-- start of Passage --

The analog output channels have one attribute, /TYPE. The possible values for /TYPE are BIPOLAR and UNIPOLAR. If any of the ± voltage ranges (±5 V, ±10 V, etc.) are selected in the hardware setup, the software setup must specify BIPOLAR I/O. If a positive-only voltage range is hardware selected, the software setup must specify UNIPOLAR I/O. For output channels, BIPOLAR or UNIPOLAR can be selected for each channel independent of the selections for the other channels.
Change DIGITAL_INPUT configuration
The digital input configuration can contain 3 types of statements, POS_LATCH, VIS_TRIGGER, and SIGNAL.
POS_LATCH and VIS_TRIGGER statements
The POS_LATCH and VIS_TRIGGER statements define the V+ input signals that will be associated with latch/trigger number 1 or 2. These statements can have the following attribute:
/SIGNAL n
where 'n' is a standard V+ input signal number for the first signal in a byte. It must be set to match the input channel (1001, 1002, 1003, 1004, or NONE) that will be used.
For POS_LATCH statements, the position latch number specified must match the latch number specified with the ROBOT menu option (see Change ROBOT configuration). For additional details, see Position Latch and Vision Trigger. See LATCH for details on reading latched encoder positions.
For VIS_TRIGGER statements, the hardware setup of the EVI module must match the vision trigger number specified. See the V.IO.WAIT keyword for details on using the vision trigger.
SIGNAL statement
SIGNAL statements associate eight external 1394-based hardware signals with eight V+ input signals. The number on the left-hand side of the statement identifies the first V+ signal in the group. It must be 1001, 1009, ..., 1505 -- that is, 1001 plus Nx8, where N is 0, 1, 2, ..., 63. The /INPUT BLOCK, /INPUT BYTE, and IO_OPTIONAL attributes are specified on the right-hand side of the /SIGNAL statement:
/INPUT BLOCK n: n is the 1394 input block ID to be used for the input signals specified by /SIGNAL. n may range from 1 to 31.

-- end of Passage --

● Requirement
Copy the configuration text between "The analog output" and "the other channels.", inclusive. Rely on the configuration text above and nothing else.

-- start of Data block --

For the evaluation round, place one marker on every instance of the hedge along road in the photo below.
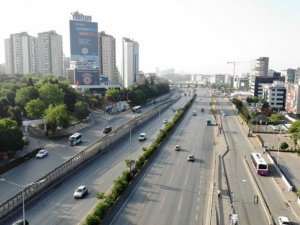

-- end of Data block --

● Correct result
The analog output channels have one attribute, /TYPE. The possible values for /TYPE are BIPOLAR and UNIPOLAR. If any of the ± voltage ranges (±5 V, ±10 V, etc.) are selected in the hardware setup, the software setup must specify BIPOLAR I/O. If a positive-only voltage range is hardware selected, the software setup must specify UNIPOLAR I/O. For output channels, BIPOLAR or UNIPOLAR can be selected for each channel independent of the selections for the other channels.